_Extracted entries_

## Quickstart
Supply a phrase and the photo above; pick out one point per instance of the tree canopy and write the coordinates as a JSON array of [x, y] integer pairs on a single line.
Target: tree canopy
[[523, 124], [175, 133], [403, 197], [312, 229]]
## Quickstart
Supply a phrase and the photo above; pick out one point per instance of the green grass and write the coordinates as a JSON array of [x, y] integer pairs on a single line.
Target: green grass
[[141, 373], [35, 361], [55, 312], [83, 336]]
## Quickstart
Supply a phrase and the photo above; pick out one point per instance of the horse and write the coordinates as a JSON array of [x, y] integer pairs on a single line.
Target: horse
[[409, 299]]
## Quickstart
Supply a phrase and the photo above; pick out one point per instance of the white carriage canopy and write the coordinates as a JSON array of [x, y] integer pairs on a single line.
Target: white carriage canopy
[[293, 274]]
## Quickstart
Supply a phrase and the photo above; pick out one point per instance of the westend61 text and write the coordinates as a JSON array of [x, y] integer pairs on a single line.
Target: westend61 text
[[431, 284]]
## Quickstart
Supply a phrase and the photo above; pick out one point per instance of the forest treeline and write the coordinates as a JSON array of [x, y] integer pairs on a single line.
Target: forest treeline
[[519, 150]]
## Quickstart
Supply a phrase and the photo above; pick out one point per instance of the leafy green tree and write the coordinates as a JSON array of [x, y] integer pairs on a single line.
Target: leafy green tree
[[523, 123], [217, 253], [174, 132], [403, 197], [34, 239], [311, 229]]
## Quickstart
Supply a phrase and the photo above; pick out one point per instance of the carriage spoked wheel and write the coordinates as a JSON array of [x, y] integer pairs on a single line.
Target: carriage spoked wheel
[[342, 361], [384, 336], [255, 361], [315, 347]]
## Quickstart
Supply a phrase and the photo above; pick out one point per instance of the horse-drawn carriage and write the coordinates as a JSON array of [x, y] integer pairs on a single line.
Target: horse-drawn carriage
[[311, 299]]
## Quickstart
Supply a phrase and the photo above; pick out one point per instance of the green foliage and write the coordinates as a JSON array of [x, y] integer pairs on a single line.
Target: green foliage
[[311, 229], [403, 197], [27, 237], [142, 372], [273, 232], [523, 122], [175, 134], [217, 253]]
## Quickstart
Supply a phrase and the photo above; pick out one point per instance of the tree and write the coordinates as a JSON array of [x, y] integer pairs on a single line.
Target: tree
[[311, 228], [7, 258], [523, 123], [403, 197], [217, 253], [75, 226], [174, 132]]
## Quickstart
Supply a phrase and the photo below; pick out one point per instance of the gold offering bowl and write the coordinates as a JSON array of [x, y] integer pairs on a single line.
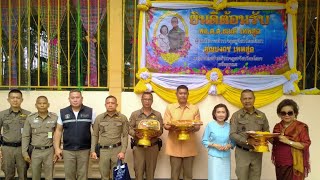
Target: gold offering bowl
[[147, 135], [183, 125], [263, 139]]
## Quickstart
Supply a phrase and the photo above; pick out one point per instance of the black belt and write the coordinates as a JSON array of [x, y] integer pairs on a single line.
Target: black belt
[[111, 146], [16, 144], [152, 144], [244, 148], [42, 147]]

_What needs to be done_
With pictures excluded, output the listing above exactly as it stands.

_Task response_
## Quickstart
Supply a phrase and the photo above; pick out one point per instance of the tree canopy and write the coordinates as a JSON array of [x, y] integer pairs on a single line.
Target: tree canopy
[[523, 124], [175, 133], [403, 197], [312, 229]]
## Quickstart
Supply a phrase and the photo above; pick out one point per instance of the green grass and write the coordinates as a JSON array of [x, y] integer pairs on a single line.
Target: green grass
[[141, 373], [35, 361], [55, 312], [83, 336]]
## Quickstart
Supply a phrase and the photo above; pick out one point per instance of the horse and write the coordinates as a JSON array of [x, y] integer pairs on a single line.
Target: horse
[[409, 299]]
## Quickstart
Supply a phrase and the photo above; pick out one point per instance of the white carriage canopy and write the coordinates as a JSON array of [x, y] integer pairs on a single line.
Target: white carriage canopy
[[293, 274]]
## Quickstart
Supply a phrase and the photo above; pick out one point per instance of the westend61 text and write the coordinates as a JSON array of [x, y] integer pairs on a single line.
Target: westend61 text
[[431, 284]]
## Quickstart
Supply a phrase and the photo above; pick out one point per instance of the forest treeline and write the coordinates as a JSON array of [x, y] integer pairs on a single line.
Target: forest treeline
[[519, 150]]
## Quickstart
Supply a phrase and the photo above; pick out one point per instance of the leafy green tree and write the coordinates as a JSON array of [x, y] integer pairs on a single line.
Target: leafy green tree
[[523, 123], [217, 253], [174, 132], [403, 197], [34, 239], [311, 229]]
## Quickstart
Supply a phrase and the photo above; pick out one point per instance of the carriage spoked wheel and write the coordinates as a JSON array of [x, y] integer pairs on a single line.
Target: carriage spoked wheel
[[342, 361], [384, 336], [255, 361], [315, 347]]
## Quickstart
Supply a phrase and the photo above; pick out one point per instance of the horse-drawn carriage and write the coordinates as a JSON array of [x, y] integer pairs on a single line.
Target: horse-drawn carriage
[[311, 299]]
## Quickstart
Supply a phrase and the photo above; pick out one point per instance of the green foliage and write the coordinates as a JSON array of [x, y] integer pairs on a single line.
Target: green foliage
[[311, 229], [403, 197], [27, 237], [142, 372], [273, 232], [523, 122], [175, 134], [217, 253]]
## Quickstart
Supply a phrase and the photo above; pick out one point per instance of the tree and write the coordinates as a JSON array of [x, y] integer pairs on a single line.
Target: tree
[[311, 228], [7, 258], [523, 123], [403, 197], [217, 253], [75, 226], [174, 132]]
## Quickstart
Supply a phrase and the photo below; pick out one point per instance of the gold offering bowl and write the coordinates as a JSON array of [x, y] integer pairs on a single line.
Target: gold offering bowl
[[147, 135], [183, 125], [263, 139]]
## Quickstart
Supply a phrase and the photo above; pick out one point per instance of the black belt and write the coordinates as a JSON array of [x, y] integer pairs on a single line.
Target: black belt
[[111, 146], [16, 144], [152, 144], [244, 148], [42, 147]]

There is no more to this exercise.